#### PAGE EXTRACT:
“Poor people suffer??” Nani!!! Is that news or merely stating the obvious? I do not need a think tank to tell me that.
The study, which appears in the May 3 issue of The Lancet, was prepared by Alan Krueger, a professor of economics at Princeton University, and Arthur Stone, a professor of psychiatry and behavioral science at Stony Brook University. The work is the first of its type, according to the authors, to quantify a “pain gap” in American society, with the “have-nots” suffering a disproportionate amount in relation to the “haves.”
Participants with less than a high school degree were found to report twice the average pain rating throughout the day as did college graduates. The researchers also found the average pain rating to be twice as high for those in households with annual incomes below $30,000 as for those in households with incomes above $100,000.
“People in households making less than $30,000 a year spend almost 20 percent of their time in moderate to severe pain, compared with less than 8 percent for those in households with income above $100,000 a year,” Krueger said.
Workers in blue collar jobs reported higher occurrences and more severe pain than did those in white collar jobs. For blue collar workers, pain was lower when they were off work than when they were working. The 13 percent of people who reported a work-related disability experienced very high rates of pain, and accounted for 44 percent of the total amount of time that Americans spent in moderate to severe pain.
Hat tip to Randall Parker:
The second report,The Widening Health Care Gap Between High- and Low-Wage Workers, shows that low-wage workers do not have the same access to health care as high earners.
“This is really a very depressing report,” Glied said. “What it really says is that the good things that are happening in our health-care system are only happening to higher-wage people. Low-wage people really don’t see much gain at all from all the extra good stuff we are spending on health care – they’re just getting shut out of it.”
Because health-care expenditures have not risen as fast as costs, low-wage workers are frozen out of many of the latest medical innovations and new drugs, Glied said. “We are seeing an increasingly two-class, health-care delivery system,” she said.
Glied thinks there need to be more subsidies provided for low-wage workers to allow equal access to health care. “Or we have to reconcile ourselves to the idea that being rich is not only good for your living, but also how long you live and how well you live,” she said. “That’s a kind of frightening thought.”
Hat tip to Daily Kos:
Also the PDF on health care access inequality.

Items stored from a collection:

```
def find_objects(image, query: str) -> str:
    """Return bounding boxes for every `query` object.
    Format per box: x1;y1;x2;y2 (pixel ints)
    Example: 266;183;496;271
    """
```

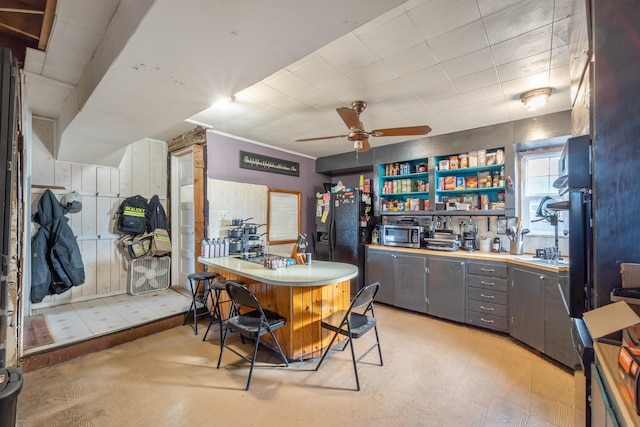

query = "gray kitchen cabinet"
427;256;465;322
365;247;395;305
509;266;578;369
366;247;427;313
393;254;427;313
544;274;578;368
467;260;509;332
509;266;545;351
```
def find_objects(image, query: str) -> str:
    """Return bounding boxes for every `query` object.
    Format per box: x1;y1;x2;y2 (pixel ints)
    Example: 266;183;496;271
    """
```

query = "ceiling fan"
296;101;431;153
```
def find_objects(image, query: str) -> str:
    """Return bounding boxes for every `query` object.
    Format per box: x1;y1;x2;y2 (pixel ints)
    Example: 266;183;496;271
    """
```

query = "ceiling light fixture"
520;87;551;111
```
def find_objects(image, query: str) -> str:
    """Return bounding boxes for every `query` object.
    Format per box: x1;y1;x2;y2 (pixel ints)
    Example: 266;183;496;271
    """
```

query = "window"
520;146;566;235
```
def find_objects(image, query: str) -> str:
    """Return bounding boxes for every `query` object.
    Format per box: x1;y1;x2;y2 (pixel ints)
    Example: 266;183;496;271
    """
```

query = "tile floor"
18;305;575;427
24;288;191;355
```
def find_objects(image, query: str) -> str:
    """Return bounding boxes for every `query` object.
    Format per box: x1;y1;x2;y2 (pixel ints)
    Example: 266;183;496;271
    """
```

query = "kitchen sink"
516;257;569;266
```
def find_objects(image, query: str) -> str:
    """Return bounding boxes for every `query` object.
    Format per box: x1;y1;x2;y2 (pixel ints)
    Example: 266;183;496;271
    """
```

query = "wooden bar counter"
198;256;358;360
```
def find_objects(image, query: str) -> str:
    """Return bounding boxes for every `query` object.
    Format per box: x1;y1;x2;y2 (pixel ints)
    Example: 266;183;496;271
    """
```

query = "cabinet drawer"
467;300;507;317
467;261;507;279
467;274;507;292
467;310;508;332
467;287;509;305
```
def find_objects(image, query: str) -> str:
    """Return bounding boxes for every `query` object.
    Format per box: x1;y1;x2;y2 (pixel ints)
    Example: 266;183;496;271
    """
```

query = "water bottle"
209;239;216;258
200;239;210;258
213;239;220;258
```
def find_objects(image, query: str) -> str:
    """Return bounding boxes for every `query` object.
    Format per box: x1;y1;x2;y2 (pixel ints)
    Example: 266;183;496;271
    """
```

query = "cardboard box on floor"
582;301;640;415
583;263;640;415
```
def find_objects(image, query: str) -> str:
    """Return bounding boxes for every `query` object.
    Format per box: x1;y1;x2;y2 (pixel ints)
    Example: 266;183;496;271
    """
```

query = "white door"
171;149;196;292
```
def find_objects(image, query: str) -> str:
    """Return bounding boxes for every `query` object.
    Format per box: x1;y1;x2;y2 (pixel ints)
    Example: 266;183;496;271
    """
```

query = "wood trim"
167;126;207;154
20;313;185;372
192;145;207;271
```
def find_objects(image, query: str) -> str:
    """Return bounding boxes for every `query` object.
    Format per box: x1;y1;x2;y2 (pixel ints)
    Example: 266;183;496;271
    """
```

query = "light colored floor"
18;305;574;427
25;288;191;355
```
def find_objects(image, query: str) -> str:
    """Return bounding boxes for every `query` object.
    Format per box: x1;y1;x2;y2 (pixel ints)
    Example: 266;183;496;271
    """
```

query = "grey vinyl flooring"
18;304;574;427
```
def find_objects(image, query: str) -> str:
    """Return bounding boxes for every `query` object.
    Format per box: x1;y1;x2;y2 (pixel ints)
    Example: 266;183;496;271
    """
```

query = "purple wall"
207;132;331;247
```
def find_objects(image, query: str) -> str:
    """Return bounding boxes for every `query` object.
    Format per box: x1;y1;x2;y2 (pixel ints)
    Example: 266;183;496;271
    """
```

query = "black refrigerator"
314;189;372;295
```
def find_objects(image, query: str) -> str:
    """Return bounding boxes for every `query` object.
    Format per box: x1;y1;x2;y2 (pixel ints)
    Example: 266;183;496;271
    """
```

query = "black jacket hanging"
147;194;171;234
31;190;85;303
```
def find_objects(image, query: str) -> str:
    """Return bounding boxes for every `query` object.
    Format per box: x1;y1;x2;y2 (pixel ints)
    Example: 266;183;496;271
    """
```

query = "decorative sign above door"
240;151;300;176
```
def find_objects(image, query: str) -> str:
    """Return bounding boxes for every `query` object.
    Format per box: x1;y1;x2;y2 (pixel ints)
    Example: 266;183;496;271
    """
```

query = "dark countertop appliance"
424;230;460;252
380;224;425;248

#### EXERCISE AIM:
Write what comes next in the post on the pain gap and unequal health care access, starting after its last line. The entries are separate material and have no connection to the post on pain and health care inequality.

#### RESULT OF THIS EXERCISE:
New government research has found “large and growing” disparities in life expectancy for richer and poorer Americans, paralleling the growth of income inequality in the last two decades.
In 1980-82, Dr. Singh said, people in the most affluent group could expect to live 2.8 years longer than people in the most deprived group (75.8 versus 73 years). By 1998-2000, the difference in life expectancy had increased to 4.5 years (79.2 versus 74.7 years), and it continues to grow, he said.
After 20 years, the lowest socioeconomic group lagged further behind the most affluent, Dr. Singh said, noting that “life expectancy was higher for the most affluent in 1980 than for the most deprived group in 2000.”
I also found this on someone’s blog:
The headline unemployment rate in Sweden is only 5-5.5%, but this number is extremely misleading as it only includes a small number of the people who the government pays not to work. Many unemployed are sent to so-called “labor market political activities” who have no meaningful purpose then to reduce the headline unemployment number. Including them, unemployment is 8%. And if you also include the enourmous number of early retirees and people who live of sickness benefits, the real unemployment rate is more like 25% rather than 5%. The number of early retirees are 540,000, more than double the number of officially unemployed.
I do not know if the unemployed are in any real pain in Sweden, but maybe their employment policies will help mitigate the pain on the lower classes. In addition, its low gini coefficient should help. Maybe the “labor market political activities” (I have no idea what that even means) might not involve manual labor that will cause pain later. Well, Sweden has a high standard of living and high life expentancy.
I wonder if wanting to live as long as wealthy people should be deemed as “class warfare” or “class envy.”